_PROBLEM STATEMENT_
Search the data for lines holding the word "butterfly". State how many there are, and nothing else.

╔══

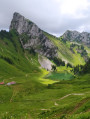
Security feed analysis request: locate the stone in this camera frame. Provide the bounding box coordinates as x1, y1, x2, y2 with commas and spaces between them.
62, 30, 90, 46
10, 12, 58, 59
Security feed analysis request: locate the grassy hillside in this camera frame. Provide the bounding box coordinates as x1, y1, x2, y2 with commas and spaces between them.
0, 73, 89, 119
0, 30, 90, 119
44, 32, 87, 66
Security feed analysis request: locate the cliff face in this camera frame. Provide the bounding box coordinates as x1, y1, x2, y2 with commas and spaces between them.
63, 30, 90, 46
10, 12, 57, 58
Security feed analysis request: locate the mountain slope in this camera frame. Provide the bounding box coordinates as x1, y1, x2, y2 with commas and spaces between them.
0, 12, 90, 119
44, 32, 85, 65
62, 30, 90, 47
0, 30, 41, 74
0, 30, 48, 92
9, 12, 90, 66
10, 12, 57, 59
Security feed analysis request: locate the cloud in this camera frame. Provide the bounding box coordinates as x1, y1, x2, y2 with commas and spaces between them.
0, 0, 90, 36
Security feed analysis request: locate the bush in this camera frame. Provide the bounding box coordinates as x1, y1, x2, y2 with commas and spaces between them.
81, 58, 90, 74
53, 57, 65, 66
29, 48, 36, 55
81, 49, 87, 56
52, 65, 56, 71
81, 45, 84, 50
0, 55, 13, 64
0, 30, 12, 39
67, 63, 72, 68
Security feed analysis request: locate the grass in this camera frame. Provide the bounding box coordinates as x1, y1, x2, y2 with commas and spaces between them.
85, 46, 90, 57
44, 32, 85, 66
0, 73, 89, 119
0, 30, 90, 119
38, 69, 57, 85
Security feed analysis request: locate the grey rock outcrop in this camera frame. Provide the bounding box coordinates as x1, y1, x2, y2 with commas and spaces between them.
10, 12, 57, 58
62, 30, 90, 46
38, 55, 53, 71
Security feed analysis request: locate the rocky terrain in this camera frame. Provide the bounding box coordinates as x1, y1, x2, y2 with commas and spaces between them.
10, 12, 57, 59
38, 55, 53, 71
9, 12, 90, 67
62, 30, 90, 46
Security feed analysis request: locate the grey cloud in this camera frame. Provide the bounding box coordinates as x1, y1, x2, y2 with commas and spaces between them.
0, 0, 90, 36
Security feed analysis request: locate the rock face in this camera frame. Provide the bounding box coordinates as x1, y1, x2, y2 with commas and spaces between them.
38, 55, 53, 71
62, 30, 90, 46
10, 12, 57, 58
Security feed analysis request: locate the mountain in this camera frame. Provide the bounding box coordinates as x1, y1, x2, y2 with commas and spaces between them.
9, 12, 90, 66
0, 12, 90, 119
62, 30, 90, 47
10, 12, 57, 59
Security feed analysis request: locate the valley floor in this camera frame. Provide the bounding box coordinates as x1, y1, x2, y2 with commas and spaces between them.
0, 72, 90, 119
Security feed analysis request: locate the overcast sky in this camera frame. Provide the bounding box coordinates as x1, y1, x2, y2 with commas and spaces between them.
0, 0, 90, 36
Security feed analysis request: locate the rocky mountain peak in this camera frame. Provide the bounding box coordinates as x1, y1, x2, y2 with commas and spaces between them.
10, 12, 35, 34
9, 12, 58, 58
63, 30, 80, 41
62, 30, 90, 46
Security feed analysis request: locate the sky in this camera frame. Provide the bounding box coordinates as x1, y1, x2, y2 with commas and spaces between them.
0, 0, 90, 36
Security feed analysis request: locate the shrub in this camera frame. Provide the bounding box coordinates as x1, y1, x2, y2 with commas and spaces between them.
53, 57, 65, 66
0, 55, 13, 64
29, 48, 36, 55
67, 63, 72, 68
52, 65, 56, 71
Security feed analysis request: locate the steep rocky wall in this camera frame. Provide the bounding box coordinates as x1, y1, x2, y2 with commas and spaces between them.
10, 12, 58, 58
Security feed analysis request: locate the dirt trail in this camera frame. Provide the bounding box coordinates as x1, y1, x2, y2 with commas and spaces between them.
69, 98, 90, 114
55, 93, 90, 114
57, 93, 84, 101
10, 86, 20, 102
41, 109, 50, 111
25, 53, 31, 63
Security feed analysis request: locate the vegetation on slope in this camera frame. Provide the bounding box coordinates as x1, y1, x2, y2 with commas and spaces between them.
0, 30, 47, 92
44, 32, 86, 66
0, 30, 90, 119
80, 58, 90, 74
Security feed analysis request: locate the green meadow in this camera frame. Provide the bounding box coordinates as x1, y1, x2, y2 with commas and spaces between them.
0, 30, 90, 119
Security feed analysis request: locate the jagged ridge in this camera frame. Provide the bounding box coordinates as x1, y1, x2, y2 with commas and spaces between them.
10, 12, 57, 59
62, 30, 90, 46
9, 12, 90, 66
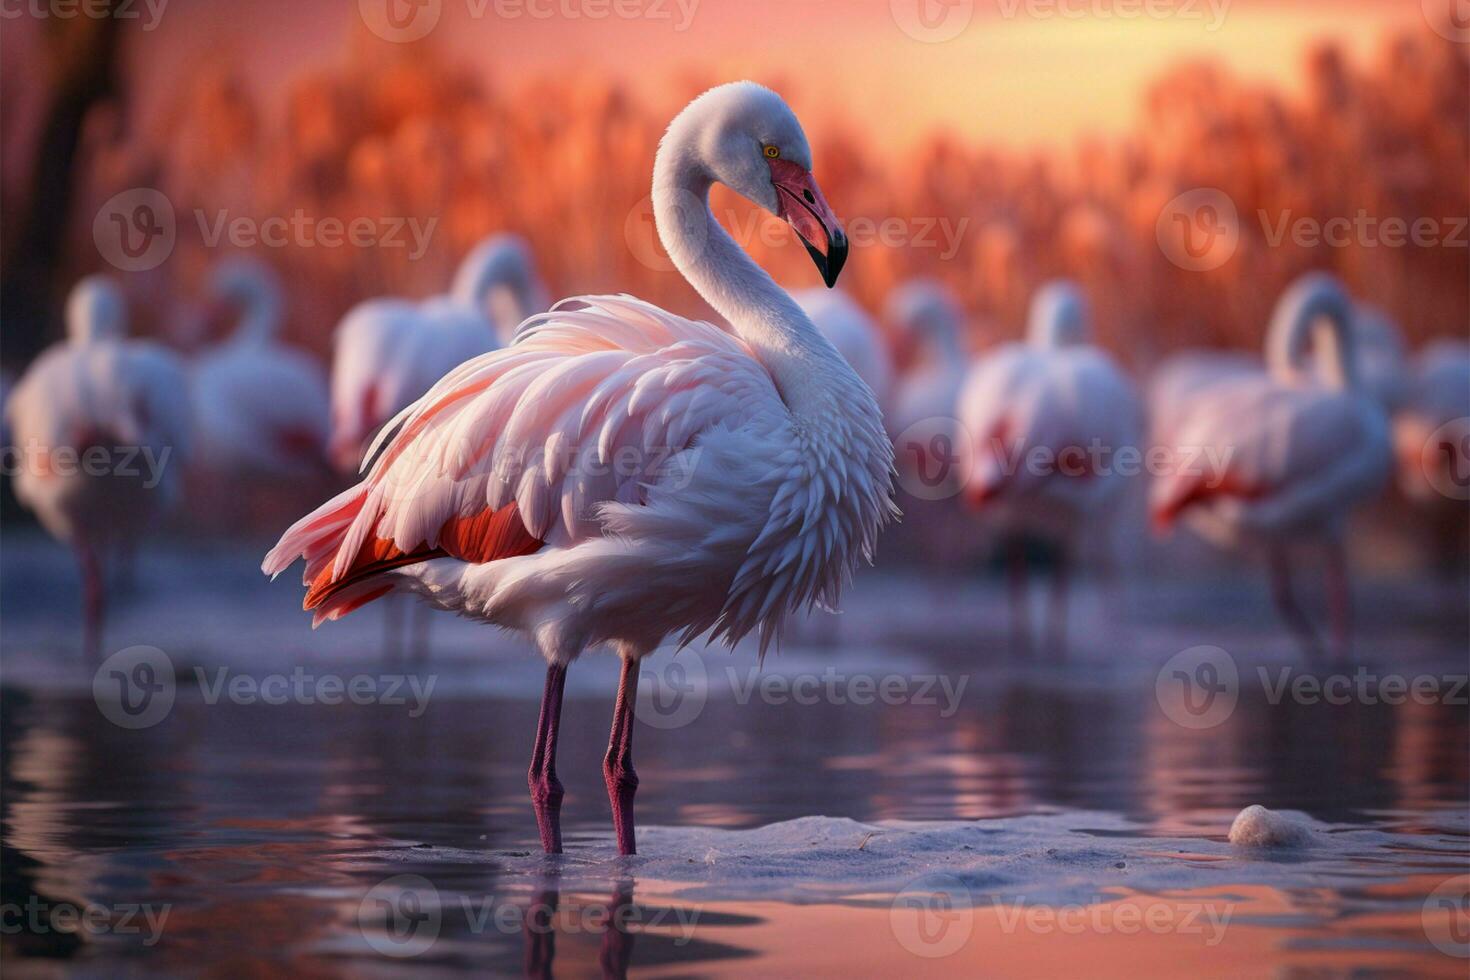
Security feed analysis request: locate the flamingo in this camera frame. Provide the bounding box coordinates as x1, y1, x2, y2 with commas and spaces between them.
792, 287, 894, 412
191, 257, 331, 477
327, 234, 545, 471
957, 281, 1142, 658
1393, 340, 1469, 574
264, 82, 896, 855
328, 235, 547, 658
1151, 272, 1391, 660
6, 276, 191, 658
886, 278, 968, 440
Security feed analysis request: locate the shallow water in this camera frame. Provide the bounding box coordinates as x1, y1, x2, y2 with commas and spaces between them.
2, 533, 1467, 977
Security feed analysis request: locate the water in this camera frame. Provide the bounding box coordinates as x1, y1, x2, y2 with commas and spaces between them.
2, 532, 1467, 977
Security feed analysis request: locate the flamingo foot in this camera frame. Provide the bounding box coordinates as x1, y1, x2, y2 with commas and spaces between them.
528, 663, 568, 854
604, 657, 641, 856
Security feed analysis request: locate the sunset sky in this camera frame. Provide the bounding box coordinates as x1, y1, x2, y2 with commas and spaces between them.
111, 0, 1427, 153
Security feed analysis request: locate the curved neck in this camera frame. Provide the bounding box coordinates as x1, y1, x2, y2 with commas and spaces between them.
652, 143, 847, 419
1267, 278, 1356, 390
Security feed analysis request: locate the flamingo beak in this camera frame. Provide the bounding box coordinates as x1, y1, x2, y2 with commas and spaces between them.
769, 158, 848, 288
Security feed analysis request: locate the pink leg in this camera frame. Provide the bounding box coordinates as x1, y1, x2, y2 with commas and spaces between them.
1044, 540, 1071, 661
522, 884, 557, 979
598, 881, 636, 978
1268, 548, 1324, 662
78, 543, 105, 663
604, 657, 641, 856
1008, 539, 1033, 659
528, 663, 568, 853
1324, 539, 1352, 662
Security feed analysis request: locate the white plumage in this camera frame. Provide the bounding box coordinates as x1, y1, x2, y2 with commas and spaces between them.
191, 257, 330, 476
328, 234, 546, 470
265, 82, 895, 856
1151, 272, 1391, 658
7, 275, 192, 656
792, 287, 894, 413
885, 278, 968, 440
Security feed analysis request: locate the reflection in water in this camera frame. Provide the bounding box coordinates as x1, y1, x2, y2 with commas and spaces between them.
1, 656, 1466, 974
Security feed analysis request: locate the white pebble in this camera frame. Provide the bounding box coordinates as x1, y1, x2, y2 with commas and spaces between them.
1228, 805, 1314, 848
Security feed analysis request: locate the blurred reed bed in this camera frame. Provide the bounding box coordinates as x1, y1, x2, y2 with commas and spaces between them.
57, 24, 1470, 363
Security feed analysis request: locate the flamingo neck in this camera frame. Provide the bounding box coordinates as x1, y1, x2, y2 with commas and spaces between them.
451, 241, 547, 339
651, 148, 852, 420
230, 284, 280, 346
1267, 278, 1356, 390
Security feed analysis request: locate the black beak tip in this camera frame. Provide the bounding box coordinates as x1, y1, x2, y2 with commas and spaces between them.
805, 230, 849, 289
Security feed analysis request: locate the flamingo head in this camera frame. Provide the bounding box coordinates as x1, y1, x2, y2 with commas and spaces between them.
66, 275, 128, 344
685, 82, 848, 287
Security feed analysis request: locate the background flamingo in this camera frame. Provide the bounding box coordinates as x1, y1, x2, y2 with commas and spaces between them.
191, 256, 331, 478
1152, 272, 1392, 660
958, 281, 1142, 659
1393, 340, 1470, 575
6, 276, 192, 658
265, 82, 894, 856
327, 234, 546, 471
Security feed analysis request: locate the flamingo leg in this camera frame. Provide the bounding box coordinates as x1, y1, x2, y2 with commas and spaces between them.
604, 656, 641, 856
522, 883, 558, 979
1044, 539, 1071, 661
78, 542, 105, 663
598, 881, 636, 979
1007, 538, 1033, 659
1323, 538, 1352, 662
1268, 548, 1324, 662
528, 662, 568, 853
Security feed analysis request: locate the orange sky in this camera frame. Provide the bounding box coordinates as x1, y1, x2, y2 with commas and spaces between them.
108, 0, 1426, 152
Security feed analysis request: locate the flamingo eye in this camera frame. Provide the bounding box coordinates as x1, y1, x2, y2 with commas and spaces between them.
763, 145, 780, 159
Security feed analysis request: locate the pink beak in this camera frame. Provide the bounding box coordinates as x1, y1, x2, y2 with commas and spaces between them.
768, 157, 848, 287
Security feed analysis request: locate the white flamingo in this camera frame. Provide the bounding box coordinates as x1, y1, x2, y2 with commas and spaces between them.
1151, 272, 1391, 660
957, 281, 1142, 658
328, 235, 547, 659
264, 83, 895, 855
328, 234, 546, 471
1394, 340, 1469, 519
191, 257, 330, 477
792, 287, 894, 412
886, 278, 968, 439
6, 276, 191, 658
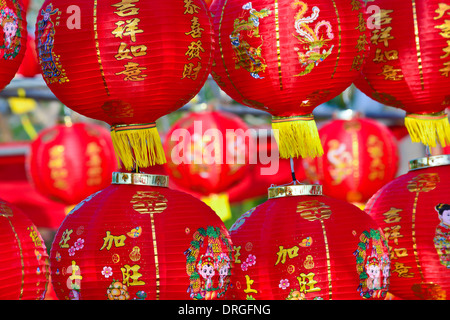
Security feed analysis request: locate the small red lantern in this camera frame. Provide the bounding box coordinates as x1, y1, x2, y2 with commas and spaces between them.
303, 114, 399, 203
35, 0, 214, 170
17, 35, 40, 78
0, 0, 27, 90
210, 0, 371, 160
0, 199, 50, 300
26, 122, 117, 205
229, 184, 391, 300
365, 154, 450, 300
50, 172, 234, 300
355, 0, 450, 148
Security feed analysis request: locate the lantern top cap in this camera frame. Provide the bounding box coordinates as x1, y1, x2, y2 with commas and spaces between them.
409, 154, 450, 171
268, 184, 322, 199
112, 172, 169, 188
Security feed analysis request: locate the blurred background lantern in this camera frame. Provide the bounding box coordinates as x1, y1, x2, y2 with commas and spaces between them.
355, 0, 450, 149
303, 112, 399, 204
0, 198, 50, 300
17, 35, 40, 78
26, 120, 117, 205
365, 154, 450, 300
34, 0, 214, 171
163, 108, 251, 222
228, 126, 307, 204
50, 172, 233, 300
0, 0, 27, 90
210, 0, 371, 160
229, 184, 390, 300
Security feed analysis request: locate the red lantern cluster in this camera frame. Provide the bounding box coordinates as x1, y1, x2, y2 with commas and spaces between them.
50, 172, 233, 300
229, 184, 390, 300
210, 0, 371, 159
163, 109, 250, 196
0, 199, 49, 300
35, 0, 214, 170
303, 115, 399, 203
355, 0, 450, 148
26, 122, 117, 205
365, 155, 450, 300
0, 0, 27, 90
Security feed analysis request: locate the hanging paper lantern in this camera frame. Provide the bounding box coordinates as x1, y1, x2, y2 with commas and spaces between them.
35, 0, 214, 171
26, 122, 117, 205
303, 114, 399, 203
210, 0, 371, 160
50, 172, 234, 300
0, 0, 27, 90
17, 35, 40, 78
163, 109, 251, 220
229, 184, 390, 300
365, 154, 450, 300
0, 199, 50, 300
355, 0, 450, 148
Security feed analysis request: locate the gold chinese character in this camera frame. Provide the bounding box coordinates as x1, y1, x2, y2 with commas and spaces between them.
434, 3, 450, 20
356, 34, 368, 51
440, 61, 450, 77
112, 18, 143, 42
351, 54, 364, 71
441, 40, 450, 58
185, 40, 205, 60
392, 261, 414, 278
355, 12, 366, 32
382, 207, 402, 224
243, 275, 258, 294
297, 272, 321, 293
181, 62, 202, 80
350, 0, 362, 11
130, 191, 168, 214
435, 20, 450, 38
112, 0, 140, 17
100, 231, 127, 251
185, 17, 204, 38
115, 42, 147, 60
275, 245, 300, 265
121, 264, 145, 286
59, 229, 73, 249
234, 246, 242, 264
378, 64, 404, 81
297, 200, 332, 221
383, 225, 403, 246
115, 62, 147, 81
184, 0, 200, 15
371, 26, 394, 47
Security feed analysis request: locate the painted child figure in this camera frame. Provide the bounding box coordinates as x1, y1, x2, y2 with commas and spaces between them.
0, 6, 21, 60
433, 203, 450, 268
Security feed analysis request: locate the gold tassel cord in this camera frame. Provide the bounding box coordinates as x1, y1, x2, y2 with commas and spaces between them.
272, 114, 324, 159
405, 112, 450, 148
110, 123, 167, 171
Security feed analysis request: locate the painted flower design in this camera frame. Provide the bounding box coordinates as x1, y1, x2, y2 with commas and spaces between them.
68, 246, 76, 256
279, 279, 290, 290
74, 238, 85, 250
102, 266, 113, 278
241, 262, 248, 271
246, 254, 256, 266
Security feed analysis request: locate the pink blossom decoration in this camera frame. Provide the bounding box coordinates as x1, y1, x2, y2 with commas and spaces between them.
102, 266, 113, 278
279, 279, 290, 290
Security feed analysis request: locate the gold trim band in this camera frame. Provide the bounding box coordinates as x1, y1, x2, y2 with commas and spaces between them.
268, 184, 322, 199
112, 172, 169, 187
272, 114, 315, 123
409, 155, 450, 171
406, 111, 448, 121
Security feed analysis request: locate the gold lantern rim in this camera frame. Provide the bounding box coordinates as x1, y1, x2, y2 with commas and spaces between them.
112, 172, 169, 188
409, 154, 450, 171
268, 184, 322, 199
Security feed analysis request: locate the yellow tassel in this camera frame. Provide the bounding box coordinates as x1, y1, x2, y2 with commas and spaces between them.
110, 123, 167, 171
405, 112, 450, 148
201, 193, 232, 222
272, 114, 324, 159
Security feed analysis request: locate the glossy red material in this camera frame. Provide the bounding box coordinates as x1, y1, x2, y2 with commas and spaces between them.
229, 192, 390, 300
26, 122, 117, 205
365, 158, 450, 300
0, 0, 27, 90
163, 110, 250, 196
303, 117, 399, 203
17, 35, 40, 78
210, 0, 369, 118
34, 0, 213, 127
50, 181, 234, 300
0, 199, 49, 300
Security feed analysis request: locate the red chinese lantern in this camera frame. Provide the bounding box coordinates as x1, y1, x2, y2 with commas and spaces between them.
163, 109, 250, 220
0, 0, 27, 90
303, 114, 399, 203
355, 0, 450, 148
50, 172, 234, 300
210, 0, 371, 160
365, 154, 450, 300
35, 0, 214, 170
17, 35, 40, 78
229, 184, 391, 300
0, 199, 50, 300
26, 121, 117, 205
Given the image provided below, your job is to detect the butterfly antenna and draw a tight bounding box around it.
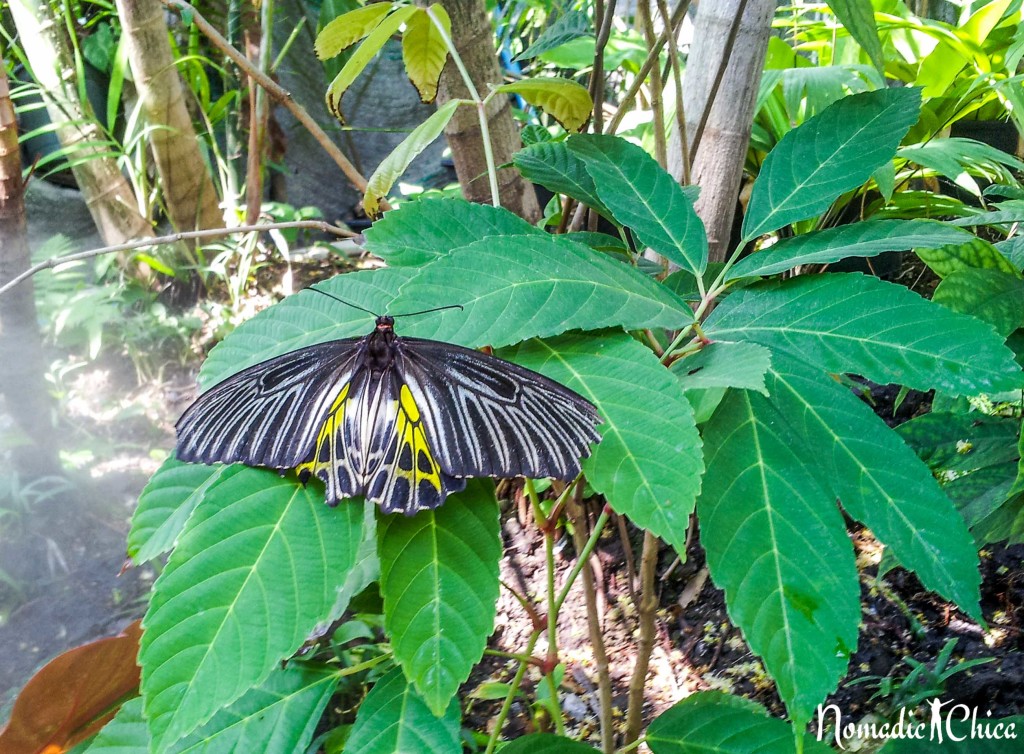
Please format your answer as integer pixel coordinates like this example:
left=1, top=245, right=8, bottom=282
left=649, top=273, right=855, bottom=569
left=391, top=304, right=465, bottom=319
left=308, top=286, right=380, bottom=317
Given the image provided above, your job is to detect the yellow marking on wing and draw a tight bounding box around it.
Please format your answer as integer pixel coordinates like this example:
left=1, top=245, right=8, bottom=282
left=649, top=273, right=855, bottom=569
left=297, top=383, right=350, bottom=478
left=399, top=384, right=420, bottom=423
left=394, top=387, right=442, bottom=493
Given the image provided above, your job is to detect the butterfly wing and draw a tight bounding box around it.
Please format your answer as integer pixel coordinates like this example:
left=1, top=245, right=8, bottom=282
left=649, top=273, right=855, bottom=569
left=175, top=339, right=363, bottom=469
left=297, top=365, right=466, bottom=513
left=395, top=338, right=601, bottom=481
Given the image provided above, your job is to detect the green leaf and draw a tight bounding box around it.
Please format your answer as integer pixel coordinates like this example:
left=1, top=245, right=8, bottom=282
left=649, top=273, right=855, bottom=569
left=513, top=141, right=613, bottom=220
left=514, top=10, right=592, bottom=61
left=972, top=494, right=1024, bottom=546
left=705, top=273, right=1024, bottom=396
left=916, top=237, right=1021, bottom=279
left=363, top=198, right=542, bottom=267
left=763, top=358, right=982, bottom=622
left=996, top=236, right=1024, bottom=270
left=315, top=3, right=395, bottom=60
left=139, top=470, right=365, bottom=750
left=501, top=734, right=599, bottom=752
left=325, top=6, right=418, bottom=121
left=647, top=691, right=835, bottom=754
left=345, top=667, right=461, bottom=754
left=567, top=134, right=707, bottom=276
left=698, top=390, right=860, bottom=725
left=672, top=341, right=771, bottom=395
left=393, top=235, right=694, bottom=349
left=742, top=88, right=922, bottom=242
left=401, top=5, right=450, bottom=103
left=897, top=413, right=1020, bottom=475
left=494, top=78, right=593, bottom=132
left=170, top=666, right=338, bottom=754
left=506, top=333, right=703, bottom=552
left=129, top=458, right=244, bottom=564
left=326, top=501, right=380, bottom=621
left=826, top=0, right=885, bottom=76
left=728, top=220, right=972, bottom=279
left=364, top=100, right=460, bottom=217
left=378, top=482, right=500, bottom=716
left=933, top=268, right=1024, bottom=336
left=949, top=203, right=1024, bottom=228
left=83, top=698, right=147, bottom=753
left=198, top=267, right=414, bottom=388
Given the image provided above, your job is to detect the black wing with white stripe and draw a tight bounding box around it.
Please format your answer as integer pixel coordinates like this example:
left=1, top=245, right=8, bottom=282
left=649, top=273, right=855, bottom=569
left=175, top=339, right=362, bottom=469
left=395, top=338, right=601, bottom=481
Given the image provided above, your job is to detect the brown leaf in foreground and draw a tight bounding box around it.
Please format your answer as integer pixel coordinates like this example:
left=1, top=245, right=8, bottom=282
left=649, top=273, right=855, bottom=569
left=0, top=620, right=142, bottom=754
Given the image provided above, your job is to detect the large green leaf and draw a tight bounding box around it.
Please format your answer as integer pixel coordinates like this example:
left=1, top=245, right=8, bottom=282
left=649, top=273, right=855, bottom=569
left=378, top=482, right=500, bottom=716
left=139, top=470, right=364, bottom=750
left=705, top=273, right=1023, bottom=395
left=512, top=141, right=612, bottom=220
left=916, top=237, right=1021, bottom=279
left=671, top=341, right=772, bottom=395
left=170, top=666, right=338, bottom=754
left=514, top=10, right=591, bottom=61
left=83, top=698, right=147, bottom=753
left=763, top=358, right=982, bottom=621
left=506, top=332, right=702, bottom=552
left=362, top=198, right=542, bottom=267
left=364, top=100, right=460, bottom=217
left=567, top=134, right=707, bottom=276
left=129, top=458, right=244, bottom=564
left=932, top=268, right=1024, bottom=337
left=646, top=691, right=834, bottom=754
left=825, top=0, right=885, bottom=76
left=698, top=390, right=860, bottom=725
left=197, top=267, right=413, bottom=388
left=727, top=219, right=971, bottom=279
left=742, top=88, right=921, bottom=242
left=393, top=235, right=694, bottom=349
left=897, top=413, right=1020, bottom=475
left=345, top=667, right=461, bottom=754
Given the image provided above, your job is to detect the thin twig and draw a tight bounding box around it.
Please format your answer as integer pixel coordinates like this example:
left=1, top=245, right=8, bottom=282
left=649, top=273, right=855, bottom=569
left=657, top=0, right=690, bottom=183
left=607, top=0, right=691, bottom=135
left=688, top=0, right=751, bottom=160
left=638, top=0, right=666, bottom=167
left=568, top=492, right=614, bottom=754
left=589, top=0, right=618, bottom=135
left=0, top=221, right=356, bottom=296
left=624, top=531, right=660, bottom=745
left=160, top=0, right=384, bottom=208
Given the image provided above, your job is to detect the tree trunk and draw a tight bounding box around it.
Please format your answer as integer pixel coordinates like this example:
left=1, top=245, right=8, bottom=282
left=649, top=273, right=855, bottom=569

╚══

_ANSWER TO THIS PROBLEM_
2